§ Activity: If a line in the entries below includes the string "mounted", copy it out.

═════ Provided data

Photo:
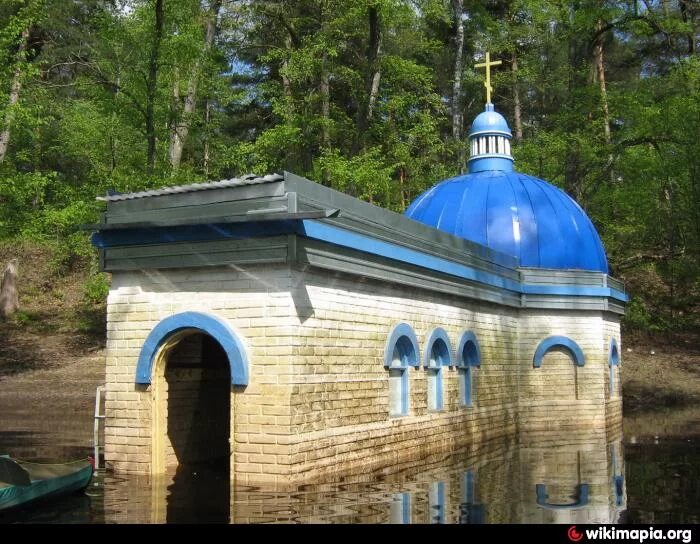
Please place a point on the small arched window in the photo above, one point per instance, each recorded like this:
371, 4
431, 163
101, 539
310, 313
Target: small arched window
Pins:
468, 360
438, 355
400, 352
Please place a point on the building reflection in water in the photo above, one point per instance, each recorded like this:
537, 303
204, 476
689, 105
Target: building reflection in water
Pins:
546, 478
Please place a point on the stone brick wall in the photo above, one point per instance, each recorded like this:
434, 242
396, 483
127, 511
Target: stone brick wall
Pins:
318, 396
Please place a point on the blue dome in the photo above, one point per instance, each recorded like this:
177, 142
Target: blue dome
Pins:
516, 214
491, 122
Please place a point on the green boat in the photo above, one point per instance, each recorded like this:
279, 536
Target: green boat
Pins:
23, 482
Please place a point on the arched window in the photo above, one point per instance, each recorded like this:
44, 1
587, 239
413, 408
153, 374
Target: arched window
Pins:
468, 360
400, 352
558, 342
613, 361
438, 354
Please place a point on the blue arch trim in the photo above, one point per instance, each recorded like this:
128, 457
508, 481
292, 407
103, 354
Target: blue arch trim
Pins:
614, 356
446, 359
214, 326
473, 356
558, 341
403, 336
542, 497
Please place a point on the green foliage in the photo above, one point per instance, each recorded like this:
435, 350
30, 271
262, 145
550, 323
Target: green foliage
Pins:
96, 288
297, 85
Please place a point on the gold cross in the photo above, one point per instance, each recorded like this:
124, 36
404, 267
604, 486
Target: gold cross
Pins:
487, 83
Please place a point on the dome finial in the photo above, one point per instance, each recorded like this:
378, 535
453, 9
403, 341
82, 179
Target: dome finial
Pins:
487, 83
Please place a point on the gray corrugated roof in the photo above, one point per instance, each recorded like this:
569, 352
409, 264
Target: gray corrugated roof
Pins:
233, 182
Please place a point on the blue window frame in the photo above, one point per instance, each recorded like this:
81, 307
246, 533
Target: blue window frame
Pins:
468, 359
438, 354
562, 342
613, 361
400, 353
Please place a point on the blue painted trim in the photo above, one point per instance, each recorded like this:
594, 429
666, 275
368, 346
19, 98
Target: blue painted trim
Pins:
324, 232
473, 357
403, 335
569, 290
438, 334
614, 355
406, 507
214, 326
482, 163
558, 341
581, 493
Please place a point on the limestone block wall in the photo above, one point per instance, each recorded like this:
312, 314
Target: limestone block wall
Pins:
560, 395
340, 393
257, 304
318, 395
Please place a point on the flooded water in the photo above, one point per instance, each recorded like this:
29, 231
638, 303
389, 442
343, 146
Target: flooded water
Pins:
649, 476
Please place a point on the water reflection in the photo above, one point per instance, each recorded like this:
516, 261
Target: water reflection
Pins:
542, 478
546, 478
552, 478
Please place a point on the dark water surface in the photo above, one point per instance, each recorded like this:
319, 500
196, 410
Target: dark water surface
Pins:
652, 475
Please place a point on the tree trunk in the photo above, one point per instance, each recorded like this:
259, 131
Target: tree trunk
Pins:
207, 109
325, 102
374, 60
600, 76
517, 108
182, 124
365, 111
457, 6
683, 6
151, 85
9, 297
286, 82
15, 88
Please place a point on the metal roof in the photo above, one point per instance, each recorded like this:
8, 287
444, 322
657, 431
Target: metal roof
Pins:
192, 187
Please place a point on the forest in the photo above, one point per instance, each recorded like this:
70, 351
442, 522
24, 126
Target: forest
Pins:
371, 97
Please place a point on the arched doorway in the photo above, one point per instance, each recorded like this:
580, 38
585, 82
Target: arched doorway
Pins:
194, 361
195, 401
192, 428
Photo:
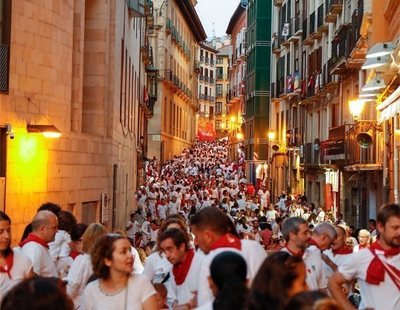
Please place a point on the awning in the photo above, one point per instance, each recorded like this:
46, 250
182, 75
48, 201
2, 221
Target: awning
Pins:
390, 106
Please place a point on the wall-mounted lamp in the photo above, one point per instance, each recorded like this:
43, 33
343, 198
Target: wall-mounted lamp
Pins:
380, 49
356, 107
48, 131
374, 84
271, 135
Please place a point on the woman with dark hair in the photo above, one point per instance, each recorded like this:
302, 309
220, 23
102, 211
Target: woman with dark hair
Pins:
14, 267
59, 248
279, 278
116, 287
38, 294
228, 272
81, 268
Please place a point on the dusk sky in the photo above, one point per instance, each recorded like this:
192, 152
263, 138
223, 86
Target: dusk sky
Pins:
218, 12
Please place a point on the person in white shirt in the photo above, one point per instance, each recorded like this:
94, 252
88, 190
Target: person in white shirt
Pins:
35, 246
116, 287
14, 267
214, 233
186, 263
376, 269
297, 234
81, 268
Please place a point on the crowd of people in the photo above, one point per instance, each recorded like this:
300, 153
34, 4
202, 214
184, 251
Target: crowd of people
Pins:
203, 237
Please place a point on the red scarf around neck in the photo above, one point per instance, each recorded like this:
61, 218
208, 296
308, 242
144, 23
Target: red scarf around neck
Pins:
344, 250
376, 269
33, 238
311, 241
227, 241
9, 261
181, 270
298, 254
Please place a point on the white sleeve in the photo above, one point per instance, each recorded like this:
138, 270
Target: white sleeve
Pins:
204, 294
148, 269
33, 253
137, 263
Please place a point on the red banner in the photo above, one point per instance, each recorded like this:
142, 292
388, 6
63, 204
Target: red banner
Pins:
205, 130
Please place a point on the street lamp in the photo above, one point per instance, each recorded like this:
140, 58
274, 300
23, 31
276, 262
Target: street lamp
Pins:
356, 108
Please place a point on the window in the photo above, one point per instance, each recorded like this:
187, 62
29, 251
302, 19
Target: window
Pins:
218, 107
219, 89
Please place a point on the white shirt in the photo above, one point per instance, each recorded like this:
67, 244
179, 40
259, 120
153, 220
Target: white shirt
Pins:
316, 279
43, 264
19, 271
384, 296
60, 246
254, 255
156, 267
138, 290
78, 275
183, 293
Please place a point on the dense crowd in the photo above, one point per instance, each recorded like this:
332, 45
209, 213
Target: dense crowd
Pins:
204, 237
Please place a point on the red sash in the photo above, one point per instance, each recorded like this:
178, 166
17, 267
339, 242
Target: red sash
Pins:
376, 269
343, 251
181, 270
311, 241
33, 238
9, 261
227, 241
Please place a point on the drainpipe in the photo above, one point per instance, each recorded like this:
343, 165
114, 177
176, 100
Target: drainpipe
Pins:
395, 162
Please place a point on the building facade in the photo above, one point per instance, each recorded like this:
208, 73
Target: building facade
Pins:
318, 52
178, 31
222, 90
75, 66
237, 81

══════════

§ Response area:
Please place a point on the wall-mounted lamp in the photo above, one point per instance, each recorded like this:
Target: wall-mounted lamp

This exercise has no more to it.